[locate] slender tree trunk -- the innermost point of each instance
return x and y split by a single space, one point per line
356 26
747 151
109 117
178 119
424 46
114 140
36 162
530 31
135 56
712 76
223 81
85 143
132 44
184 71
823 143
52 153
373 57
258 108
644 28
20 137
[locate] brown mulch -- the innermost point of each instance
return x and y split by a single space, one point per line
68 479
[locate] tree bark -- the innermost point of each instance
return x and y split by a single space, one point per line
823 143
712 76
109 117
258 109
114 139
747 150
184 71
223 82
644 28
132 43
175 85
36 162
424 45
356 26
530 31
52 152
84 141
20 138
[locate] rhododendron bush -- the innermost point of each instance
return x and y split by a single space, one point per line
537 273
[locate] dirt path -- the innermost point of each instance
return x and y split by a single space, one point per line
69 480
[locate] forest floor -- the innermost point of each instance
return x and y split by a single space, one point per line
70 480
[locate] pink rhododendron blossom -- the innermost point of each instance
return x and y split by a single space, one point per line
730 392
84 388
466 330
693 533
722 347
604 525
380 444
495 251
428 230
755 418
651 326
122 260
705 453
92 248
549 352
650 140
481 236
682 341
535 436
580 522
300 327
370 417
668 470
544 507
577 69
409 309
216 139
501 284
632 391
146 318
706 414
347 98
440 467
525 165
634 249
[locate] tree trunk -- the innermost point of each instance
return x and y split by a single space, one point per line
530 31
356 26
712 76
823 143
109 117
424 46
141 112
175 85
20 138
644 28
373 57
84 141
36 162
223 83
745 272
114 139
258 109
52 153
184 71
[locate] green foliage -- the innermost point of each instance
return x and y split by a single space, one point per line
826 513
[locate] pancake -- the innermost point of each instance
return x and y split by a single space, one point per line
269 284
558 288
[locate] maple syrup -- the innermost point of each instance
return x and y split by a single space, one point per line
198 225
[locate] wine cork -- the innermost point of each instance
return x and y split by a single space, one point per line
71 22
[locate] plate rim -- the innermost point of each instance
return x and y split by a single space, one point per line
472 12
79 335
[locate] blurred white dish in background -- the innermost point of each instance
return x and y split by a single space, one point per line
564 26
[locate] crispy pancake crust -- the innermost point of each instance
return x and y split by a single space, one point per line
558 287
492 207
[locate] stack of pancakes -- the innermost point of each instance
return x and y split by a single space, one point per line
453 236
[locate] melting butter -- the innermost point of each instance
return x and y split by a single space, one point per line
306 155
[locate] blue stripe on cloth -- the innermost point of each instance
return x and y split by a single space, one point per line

....

» Job
Please reproduce each line exactly as written.

» Answer to this task
[locate] slender tree trunk -- the innermost point of each instance
return x and y split by a single space, one point per line
356 26
747 151
109 117
178 119
424 46
114 140
36 162
530 31
135 56
712 76
223 81
85 143
132 44
184 71
823 143
52 153
373 57
258 108
644 28
20 137
[locate] brown mulch -- the innermost point of each instance
return x and y split by a single space, one point per line
68 479
[locate] tree bark -- the innermost point of each instance
return x and y split by a single space, one point per line
823 143
712 76
109 117
258 109
114 139
747 150
184 71
223 82
644 28
132 43
175 85
36 162
424 45
356 26
530 31
52 152
84 141
20 138
[locate] rhododendron bush -- the innermost point of each instance
return x and y split by a single space, one point per line
537 273
[locate] dirt path -- the innermost point of each instance
return x and y split by a single space, one point per line
69 480
[locate] forest floor -- the innermost point of each instance
return x and y split by a single space, one point per line
70 480
[locate] pink rhododendron blossom -- the innermost point of each instance
return x and y split by a single space, one point per line
730 392
84 388
466 330
693 533
722 347
604 525
380 444
495 251
428 230
755 418
651 326
122 260
705 453
92 248
549 352
650 140
481 236
682 341
535 436
580 522
300 327
370 417
668 470
544 507
577 69
409 309
216 139
501 284
632 391
146 318
706 414
347 98
440 467
525 165
634 249
[locate] tree trunk -- the innermost point of each instance
return x and y split by a single space, one point per line
530 31
356 26
712 76
823 143
109 117
424 46
141 112
175 85
20 138
644 28
373 57
84 141
36 162
223 83
745 272
114 139
258 109
52 153
184 71
[locate] green foliage -- the innermost point of each instance
return x and y split by a single space, one point per line
826 513
[locate] pancake -- the innermost point of each instance
return x and y split by a single space, one point per line
269 284
558 288
[locate] maple syrup -- the innermost point of each instance
return x and y split by a single space, one point per line
198 225
[locate] wine cork -- the innermost point of each instance
return x and y split by a single space, one point per line
71 22
[locate] plate rim -- the innermost point of each instance
return x and y split by a single space, one point per line
472 12
79 335
[locate] blurred white dish in background -- the innermost point of each instance
return x and y split by a single space, one point per line
564 26
[locate] crispy pancake crust -- the innermost point of each instance
return x and y split by a single space, one point per line
558 287
492 207
[locate] stack of pancakes -- the innermost point of each instance
return x and y split by a single space, one point per line
453 236
[locate] melting butter -- the innermost point of each instance
return x and y split by a single space, one point per line
306 155
[locate] blue stripe on cloth -- the innermost point of each instance
return x and y split by a single space, one point per line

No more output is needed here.